In siffatto panorama, il simbolismo bellico-cavalleresco – che era il contrassegno del conflitto “classico” – si secolarizza, riducendosi ad un semplice segno indicatore: espressione psicologizzata e sentimentale di un razionalismo statuale, ma non certo dell'immaginale[16]. Siffatta psicologizzazione emotiva che si presenta come dilatazione letteraria dell'io o ipertrofia mimetica della coscienza[17] appare come l'unica, vera e compiuta espressione della totalità dello Stato o della nazione: l’unica in grado di conferire senso e identità ad un individuo e a un popolo. Con il che, il "moderno " conflitto – al di là del sentimentalismo retorico e di maniera – assume sempre più il carattere di un evento segnato dalla razionalità[18]. Ambisce proporsi come un episodio scientifico: al pari di una proposizione matematica o di un teorema geometrico[19]. E ciò implica una metamorfosi anche nell’aspetto più esteriore del conflitto “moderno” che – sempre più lontano dal valore e del decorum personale – si caratterizza per una realtà fatta da agguati, rapide sortite, veloci spostamenti e dispiegamento di mezzi e materiali. «La vostra nuova uniforme» così afferma il generale August-Wilhelm von Lignitz in un immaginario discorso «rispecchierà l'immagine della mentalità nuova. Basta coi fronzoli ridicoli, con le scintillanti decorazioni il cui tintinnio è del resto pericoloso, perché segnala la vostra presenza agli avamposti nemici..[..].Serbate per il nemico, sul campo di battaglia, il vostro splendore brutale»[20].

• [Voci fornite]:
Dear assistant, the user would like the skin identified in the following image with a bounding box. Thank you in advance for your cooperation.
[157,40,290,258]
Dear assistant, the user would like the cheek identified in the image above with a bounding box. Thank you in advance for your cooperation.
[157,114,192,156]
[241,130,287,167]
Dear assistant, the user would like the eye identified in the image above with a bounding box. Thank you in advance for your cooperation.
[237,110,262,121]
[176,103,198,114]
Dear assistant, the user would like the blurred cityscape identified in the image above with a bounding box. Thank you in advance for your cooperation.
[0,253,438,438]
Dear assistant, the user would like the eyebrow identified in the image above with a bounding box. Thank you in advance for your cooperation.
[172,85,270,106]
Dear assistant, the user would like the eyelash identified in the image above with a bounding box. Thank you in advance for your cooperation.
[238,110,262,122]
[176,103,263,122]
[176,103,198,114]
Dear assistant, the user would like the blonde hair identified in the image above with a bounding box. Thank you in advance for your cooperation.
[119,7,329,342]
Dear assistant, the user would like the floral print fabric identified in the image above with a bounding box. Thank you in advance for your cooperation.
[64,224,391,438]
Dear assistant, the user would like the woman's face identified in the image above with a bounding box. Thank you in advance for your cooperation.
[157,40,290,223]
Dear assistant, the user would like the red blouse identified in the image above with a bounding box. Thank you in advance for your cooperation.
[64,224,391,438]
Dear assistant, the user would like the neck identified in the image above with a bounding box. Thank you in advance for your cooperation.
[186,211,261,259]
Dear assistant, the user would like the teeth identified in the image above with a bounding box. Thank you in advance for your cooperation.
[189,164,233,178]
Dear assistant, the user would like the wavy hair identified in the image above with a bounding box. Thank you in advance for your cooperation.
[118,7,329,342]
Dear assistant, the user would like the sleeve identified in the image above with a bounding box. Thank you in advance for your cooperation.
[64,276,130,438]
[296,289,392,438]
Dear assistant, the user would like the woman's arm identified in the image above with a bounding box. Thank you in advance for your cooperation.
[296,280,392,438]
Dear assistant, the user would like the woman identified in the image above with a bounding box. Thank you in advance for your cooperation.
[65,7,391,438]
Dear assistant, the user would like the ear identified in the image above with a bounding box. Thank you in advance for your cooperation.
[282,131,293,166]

• [Breve esercizio]:
Riprendi il testo sul conflitto moderno e continualo subito dopo la citazione del generale von Lignitz che lo chiude.

• [Risposta al compito]:
Ne deriva, che il combattente acquisisce sempre più lo status del matematico e – nel suo agire – non può prescindere da un’immensa mole di dati informativi, da una sempre maggior perfezione tecnologica, da una straordinaria “potenza di fuoco” e da un’incredibile rapidità decisionale. Si potrebbe tra l’altro – in questa direzione – istituire un interessante e proficuo paragone tra la spersonalizzante aggressività dell’economia (lo spiritus rector dei conflitti sociali) e la spersonalizzante tecnicizzazione che diventa il centro aggregante di ogni conflitto “moderno”. D’altronde, a detta del generale Ludendorff: «Ogni attività umana e sociale non è giustificata che se prepara la guerra»[21]. Non sfugge, ovviamente, che il nuovo modo di concepire il conflitto agisce a far tempo dal XIX secolo anche sulla creatività del simbolismo bellico impoverendola e razionalizzandola: ossia rendendola sempre più intessuta di “segni”, pomposi, descrittivi e propagandistici. Infatti, il potere politico utilizzerà, solo allegoricamente, le forme simboliche con cui, nel passato, si celebravano i conflitti, servendosi, particolarmente, di quelle greco-romane: in virtù del loro tradizionale impatto culturale[22]. Ne sono eloquente testimonianza i memoriali dei grandi episodi bellici: per lo più, strutture che si rifanno, appunto, o ad un manierismo neo-classicista come il Pantheon degli Invalidi di Parigi, il monumento a Vittorio Emanuele II a Roma o il Walhalla, edificato da Luigi I di Baviera o ad una retorica di stampo trionfal-borghese: come il Niederwalddenkmal o il Kyffhäuserdenkmal[23]. In tutti, l’imponenza architettonica e la sovrabbondanza decorativa sembrano più funzionali a stupire propagandisticamente épater le bourgeois insomma masse “nazionalizzate” borghesi e piccolo borghesi, più che a suscitare, un reale senso di identità e di comunità, uniti a palpiti eroici e virtù guerriere.
3. I caratteri del conflitto “Post-moderno”.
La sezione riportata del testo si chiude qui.